§ **WORK INSTRUCTIONS**
In this exercise, every entry below is to be reproduced word for word.

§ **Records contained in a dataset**
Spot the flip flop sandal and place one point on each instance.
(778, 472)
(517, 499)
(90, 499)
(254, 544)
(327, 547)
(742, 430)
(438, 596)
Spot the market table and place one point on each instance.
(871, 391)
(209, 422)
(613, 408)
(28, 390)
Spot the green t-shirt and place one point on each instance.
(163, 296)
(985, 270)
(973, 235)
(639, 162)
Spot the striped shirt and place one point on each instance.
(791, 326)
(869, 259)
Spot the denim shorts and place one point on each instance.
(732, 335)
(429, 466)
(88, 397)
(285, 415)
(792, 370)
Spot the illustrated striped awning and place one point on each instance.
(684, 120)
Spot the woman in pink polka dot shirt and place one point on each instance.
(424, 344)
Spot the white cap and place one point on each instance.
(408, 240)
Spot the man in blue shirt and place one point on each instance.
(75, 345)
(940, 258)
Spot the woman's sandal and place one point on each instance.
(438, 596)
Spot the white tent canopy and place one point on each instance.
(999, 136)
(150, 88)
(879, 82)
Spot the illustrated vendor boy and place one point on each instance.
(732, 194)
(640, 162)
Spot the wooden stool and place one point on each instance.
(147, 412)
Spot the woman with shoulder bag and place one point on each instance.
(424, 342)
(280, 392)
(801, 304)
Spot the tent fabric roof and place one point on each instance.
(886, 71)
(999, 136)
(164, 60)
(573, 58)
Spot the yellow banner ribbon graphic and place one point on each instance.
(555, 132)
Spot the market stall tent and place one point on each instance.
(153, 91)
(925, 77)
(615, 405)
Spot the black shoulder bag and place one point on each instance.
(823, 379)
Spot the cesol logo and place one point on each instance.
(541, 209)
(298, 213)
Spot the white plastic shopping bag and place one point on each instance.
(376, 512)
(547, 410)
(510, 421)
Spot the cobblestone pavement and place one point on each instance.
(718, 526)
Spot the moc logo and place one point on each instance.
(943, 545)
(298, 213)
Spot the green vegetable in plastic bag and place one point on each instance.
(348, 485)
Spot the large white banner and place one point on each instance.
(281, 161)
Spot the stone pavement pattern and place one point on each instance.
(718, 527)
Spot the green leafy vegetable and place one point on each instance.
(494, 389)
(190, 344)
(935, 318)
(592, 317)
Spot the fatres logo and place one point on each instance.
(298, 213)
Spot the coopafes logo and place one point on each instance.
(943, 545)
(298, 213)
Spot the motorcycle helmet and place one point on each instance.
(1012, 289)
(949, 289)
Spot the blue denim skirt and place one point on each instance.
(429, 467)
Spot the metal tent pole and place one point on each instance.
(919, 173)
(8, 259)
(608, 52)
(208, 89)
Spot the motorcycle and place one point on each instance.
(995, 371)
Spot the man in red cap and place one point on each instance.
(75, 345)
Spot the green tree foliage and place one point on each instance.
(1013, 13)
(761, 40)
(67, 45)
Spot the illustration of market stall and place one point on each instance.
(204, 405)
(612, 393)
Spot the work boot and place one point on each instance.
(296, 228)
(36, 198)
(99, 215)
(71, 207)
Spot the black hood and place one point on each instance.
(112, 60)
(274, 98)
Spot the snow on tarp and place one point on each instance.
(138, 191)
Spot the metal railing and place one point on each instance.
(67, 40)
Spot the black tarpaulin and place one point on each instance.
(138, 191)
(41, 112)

§ **YOUR SOLUTION**
Spot the flip flop sandal and place one point on each instance.
(778, 472)
(517, 499)
(90, 499)
(254, 544)
(327, 547)
(742, 430)
(438, 596)
Spot the market table and place one point on each instance.
(871, 391)
(209, 422)
(613, 408)
(28, 390)
Spot the green t-shirt and place one point on each instance.
(163, 296)
(985, 270)
(973, 235)
(639, 162)
Spot the striped shirt and place one point on each instance.
(791, 326)
(869, 259)
Spot the denim shorts and place one point on each instance.
(732, 335)
(429, 466)
(88, 397)
(285, 415)
(792, 370)
Spot the illustrated striped awning and place one point on each instance.
(684, 120)
Spot the woman in pink polka dot shirt and place one point on each instance.
(424, 344)
Spot the white cap and place one point on each instance.
(408, 240)
Spot the man in blue shirt and place one point on each instance.
(75, 345)
(940, 258)
Spot the woman's sandal and place one point on each instance.
(438, 596)
Spot the white tent canopy and place one point on each instance.
(999, 136)
(150, 88)
(879, 82)
Spot the illustrated vendor boy and place one point on each instance.
(732, 194)
(640, 162)
Spot the wooden stool and place one point on each instance.
(147, 412)
Spot the woman with shoulder bag and place one point on each instance.
(424, 342)
(280, 392)
(801, 304)
Spot the tent fabric roof and place one point on each instance.
(886, 71)
(999, 136)
(164, 60)
(573, 58)
Spot the yellow banner ribbon graphic and place one point on each instance.
(555, 132)
Spot the market stall tent and place one point on each instance.
(153, 91)
(925, 77)
(615, 405)
Spot the black shoulder bag and place one point on each instance.
(823, 379)
Spot the cesol logo and place one point on each instance.
(541, 209)
(298, 213)
Spot the white plastic shopping bag and place one point on each instance.
(376, 512)
(547, 410)
(510, 421)
Spot the cobblestone pavement and place one point on each instance.
(718, 526)
Spot the moc logo and place one point on each instance.
(943, 545)
(298, 213)
Spot the green vegetable in plastic bag and place one point on each instance.
(348, 485)
Spot the large white banner and place one point on each instance.
(281, 161)
Spot the stone pavement pattern and place one point on each instance.
(718, 527)
Spot the green leafy vegetable and place one point on each instance.
(494, 389)
(190, 344)
(935, 318)
(592, 317)
Spot the fatres logo and place one point on each instance.
(298, 213)
Spot the coopafes logo and place one point on each instance.
(943, 545)
(298, 213)
Spot the motorcycle helmet and place one point on each instance.
(1012, 289)
(949, 289)
Spot the blue denim skirt and place one point on each instance.
(429, 467)
Spot the metal tent pole and place one point on each instance.
(919, 173)
(8, 259)
(608, 52)
(208, 89)
Spot the motorcycle and place one point on each instance.
(995, 371)
Spot the man in red cap and place one point on each instance.
(75, 345)
Spot the green tree foliage and place one point on each instance.
(1013, 13)
(761, 40)
(67, 45)
Spot the illustration of market stall and place one point on each instance.
(204, 405)
(612, 393)
Spot the work boot and place one point on each instance.
(296, 228)
(36, 198)
(99, 215)
(71, 207)
Spot the black hood and place one point on each instance.
(112, 60)
(274, 98)
Spot the snow on tarp and place one point on each instance.
(138, 191)
Spot the metal railing and place one point on each instance.
(67, 40)
Spot the black tarpaulin and place one point on each instance.
(138, 191)
(41, 112)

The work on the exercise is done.